(Dataset entries)
▬▬▬
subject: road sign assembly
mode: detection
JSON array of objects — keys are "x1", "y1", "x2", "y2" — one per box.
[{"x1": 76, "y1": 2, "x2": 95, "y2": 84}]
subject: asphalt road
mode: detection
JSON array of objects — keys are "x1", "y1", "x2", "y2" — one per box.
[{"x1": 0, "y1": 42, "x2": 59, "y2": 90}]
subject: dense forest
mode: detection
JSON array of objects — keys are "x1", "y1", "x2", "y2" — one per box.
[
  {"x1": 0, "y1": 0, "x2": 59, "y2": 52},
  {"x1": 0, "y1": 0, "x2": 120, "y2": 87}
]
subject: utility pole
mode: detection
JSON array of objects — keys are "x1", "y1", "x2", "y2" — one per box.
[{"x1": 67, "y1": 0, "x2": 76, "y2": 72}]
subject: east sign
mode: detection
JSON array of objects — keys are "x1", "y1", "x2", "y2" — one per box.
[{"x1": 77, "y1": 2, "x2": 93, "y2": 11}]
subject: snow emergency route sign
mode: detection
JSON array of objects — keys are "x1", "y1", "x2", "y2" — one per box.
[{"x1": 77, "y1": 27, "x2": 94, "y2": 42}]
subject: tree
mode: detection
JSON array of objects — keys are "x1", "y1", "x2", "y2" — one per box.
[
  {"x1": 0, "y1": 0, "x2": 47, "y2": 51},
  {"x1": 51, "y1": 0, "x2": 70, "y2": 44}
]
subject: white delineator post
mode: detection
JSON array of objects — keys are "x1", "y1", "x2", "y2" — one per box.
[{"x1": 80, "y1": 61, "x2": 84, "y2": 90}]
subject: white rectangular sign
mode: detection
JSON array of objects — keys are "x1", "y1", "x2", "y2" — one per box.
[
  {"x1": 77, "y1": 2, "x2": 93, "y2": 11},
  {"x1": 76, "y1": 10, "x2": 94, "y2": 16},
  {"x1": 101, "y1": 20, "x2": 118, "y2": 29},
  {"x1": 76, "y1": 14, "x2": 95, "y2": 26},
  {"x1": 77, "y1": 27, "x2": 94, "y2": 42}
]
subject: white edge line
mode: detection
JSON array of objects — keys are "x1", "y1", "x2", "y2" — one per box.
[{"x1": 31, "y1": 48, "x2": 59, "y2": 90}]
▬▬▬
What to do: Copy out every entry again, exactly as it was given.

Response box:
subject: road sign assembly
mode: detection
JSON array of objects — keys are "x1", "y1", "x2", "y2" — one per box.
[{"x1": 76, "y1": 2, "x2": 95, "y2": 84}]
subject: asphalt road
mode: detection
JSON array of objects — keys are "x1", "y1", "x2", "y2" — one per box.
[{"x1": 0, "y1": 42, "x2": 59, "y2": 90}]
subject: dense forest
mode: detection
JSON array of objects — keys are "x1", "y1", "x2", "y2" — one per box.
[
  {"x1": 0, "y1": 0, "x2": 59, "y2": 52},
  {"x1": 0, "y1": 0, "x2": 120, "y2": 87}
]
subject: utility pole
mode: detection
JSON array of objects — keys are "x1", "y1", "x2", "y2" — one per box.
[{"x1": 67, "y1": 0, "x2": 76, "y2": 72}]
subject: east sign
mode: detection
JSON array of objects — keys are "x1", "y1", "x2", "y2" — one per box.
[{"x1": 77, "y1": 2, "x2": 93, "y2": 11}]
subject: snow emergency route sign
mode: detection
JSON array of objects — keys are "x1", "y1", "x2", "y2" — one per box.
[{"x1": 77, "y1": 27, "x2": 94, "y2": 42}]
subject: tree
mode: detection
JSON array of objects — keys are "x1", "y1", "x2", "y2" — one per box.
[
  {"x1": 0, "y1": 0, "x2": 47, "y2": 51},
  {"x1": 51, "y1": 0, "x2": 70, "y2": 44}
]
subject: white delineator post
mode: detection
JSON array of objects — keys are "x1", "y1", "x2", "y2" — one per box.
[{"x1": 80, "y1": 61, "x2": 84, "y2": 90}]
subject: white rectangular sign
mode: detection
JSON array of objects — keys are "x1", "y1", "x2", "y2" — one per box.
[
  {"x1": 77, "y1": 2, "x2": 93, "y2": 11},
  {"x1": 76, "y1": 10, "x2": 94, "y2": 16},
  {"x1": 101, "y1": 20, "x2": 118, "y2": 29},
  {"x1": 76, "y1": 14, "x2": 95, "y2": 26},
  {"x1": 77, "y1": 27, "x2": 94, "y2": 42}
]
subject: white edge line
mode: detection
JSON array of objects — keys are "x1", "y1", "x2", "y2" — one per box.
[{"x1": 31, "y1": 48, "x2": 59, "y2": 90}]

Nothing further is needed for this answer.